What is expected: Revise the records below by changing every "photograph" to "image" and leaving the rest untouched.
— Begin Given records —
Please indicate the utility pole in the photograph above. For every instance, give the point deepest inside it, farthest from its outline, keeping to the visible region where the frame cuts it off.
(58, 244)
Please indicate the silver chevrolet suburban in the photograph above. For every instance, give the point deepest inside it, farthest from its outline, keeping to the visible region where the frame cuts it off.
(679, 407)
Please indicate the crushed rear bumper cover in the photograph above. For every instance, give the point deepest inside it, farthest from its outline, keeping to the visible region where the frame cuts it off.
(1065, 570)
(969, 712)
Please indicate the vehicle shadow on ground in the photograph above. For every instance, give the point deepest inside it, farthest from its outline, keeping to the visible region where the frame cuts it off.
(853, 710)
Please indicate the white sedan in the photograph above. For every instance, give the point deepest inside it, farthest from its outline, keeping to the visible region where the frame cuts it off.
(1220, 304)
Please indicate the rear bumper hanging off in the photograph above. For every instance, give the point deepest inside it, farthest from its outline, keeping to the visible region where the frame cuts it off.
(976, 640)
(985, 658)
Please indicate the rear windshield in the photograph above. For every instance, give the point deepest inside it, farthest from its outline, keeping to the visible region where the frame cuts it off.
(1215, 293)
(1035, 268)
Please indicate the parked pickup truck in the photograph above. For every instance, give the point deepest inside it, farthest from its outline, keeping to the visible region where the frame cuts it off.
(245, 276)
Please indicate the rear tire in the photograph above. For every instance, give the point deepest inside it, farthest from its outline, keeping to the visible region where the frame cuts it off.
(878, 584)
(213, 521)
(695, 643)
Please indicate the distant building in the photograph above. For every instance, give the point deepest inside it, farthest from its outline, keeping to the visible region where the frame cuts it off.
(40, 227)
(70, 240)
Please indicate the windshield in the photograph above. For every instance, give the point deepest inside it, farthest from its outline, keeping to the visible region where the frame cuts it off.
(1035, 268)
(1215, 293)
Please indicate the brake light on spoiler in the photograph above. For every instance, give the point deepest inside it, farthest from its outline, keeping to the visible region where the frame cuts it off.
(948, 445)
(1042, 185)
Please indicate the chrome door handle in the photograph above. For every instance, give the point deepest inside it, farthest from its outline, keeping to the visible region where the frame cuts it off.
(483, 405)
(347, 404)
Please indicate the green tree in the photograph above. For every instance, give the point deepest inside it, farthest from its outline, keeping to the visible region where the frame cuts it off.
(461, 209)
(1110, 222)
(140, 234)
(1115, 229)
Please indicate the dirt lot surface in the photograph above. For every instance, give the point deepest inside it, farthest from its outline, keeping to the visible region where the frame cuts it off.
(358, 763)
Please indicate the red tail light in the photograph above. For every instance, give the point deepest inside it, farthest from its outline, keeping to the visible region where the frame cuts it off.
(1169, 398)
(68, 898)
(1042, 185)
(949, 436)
— End Given records —
Right answer:
Please indicate the utility pole in the image above. For every instance, give the point deepest inside it, farthest from its outline, keeping to the visible region where the frame cuts it off.
(58, 244)
Please indicate the silver chevrolet suburban in the image above. For every instance, give the point deepest inside it, farthest from its outline, keeping to the visible region where the frame cuts it off.
(679, 407)
Please indicate the crushed rear bumper cover in the image above. For every instance, give the point deepest inside it, farthest from its outline, keeping to the visible region where the frame cuts it off.
(1065, 570)
(969, 712)
Please indicate the vehicle shadow on ground in the image above. For every instance, give the point deepest inside it, farthest from its outline, keeping to the visible region where the frame cuts it off.
(853, 710)
Please indicate the white sedan in the image above. For every instance, give the point deepest inside it, farthest from its outline, keeping to the visible region where the frame cuts it off.
(1220, 304)
Please indicate the rear bumper hanging off in the image above. For every instance, give the point deepest inside it, farthest from its outline, keeping to the visible region where the frame cuts it off.
(976, 640)
(985, 658)
Please indicate the rear windshield in the image above. For every instance, give the point deepest inside it, farthest from its outline, keeping to the visible region where the frame cuts it off.
(1215, 293)
(1035, 268)
Please indicate the parked pickup truck in the image above. For every instance, give the point deepest inside it, farthest from its outline, keeping to the visible region where the frame cuts it off.
(245, 276)
Please indicate the rear tire in the image above. For every instance, give the point deepest inside it, farthest from its outline, keeping to the visible region where the frame cuts it off.
(878, 584)
(213, 521)
(695, 643)
Please indicate the distant building in the image above. For every instance, give the point deepest inside it, farthest from its outline, keeping to the visible region where the frame cuts it off.
(40, 227)
(70, 240)
Please indicate the windshield in the image above. For every instance, give the point deepest inside it, farthest from its outline, keeping to the visible region where the frame cuts it off.
(1035, 268)
(1215, 293)
Please indicate the brake light on spoiler in the image above. For every instance, give the point deepest inside it, farthest from its outline, keeping to the visible region where the frame cuts it off.
(948, 445)
(1042, 185)
Please indicate the chrome door handle in the image above. For every instance, give the point deepest inside it, farthest from its outline, keeping to the visible region where the frame cuts it off.
(483, 405)
(347, 404)
Please indicate the green tree in the image above. For every instance, give the point deepest inside it, farthest from its outline, keeping to the visible region where the frame cuts it off.
(461, 209)
(1110, 222)
(140, 234)
(1115, 229)
Please indicate the dirt lot surface in the image above. For every instance, give the point deepest inside it, farthest from its outline, keeping to the visible region where the frame cuts it off.
(358, 763)
Please indicate the red tail light in the image above. For every instance, give the point deepest inside it, farthest from its outline, keeping to the visible region where the frame cuts it off.
(1169, 398)
(68, 898)
(1042, 185)
(949, 436)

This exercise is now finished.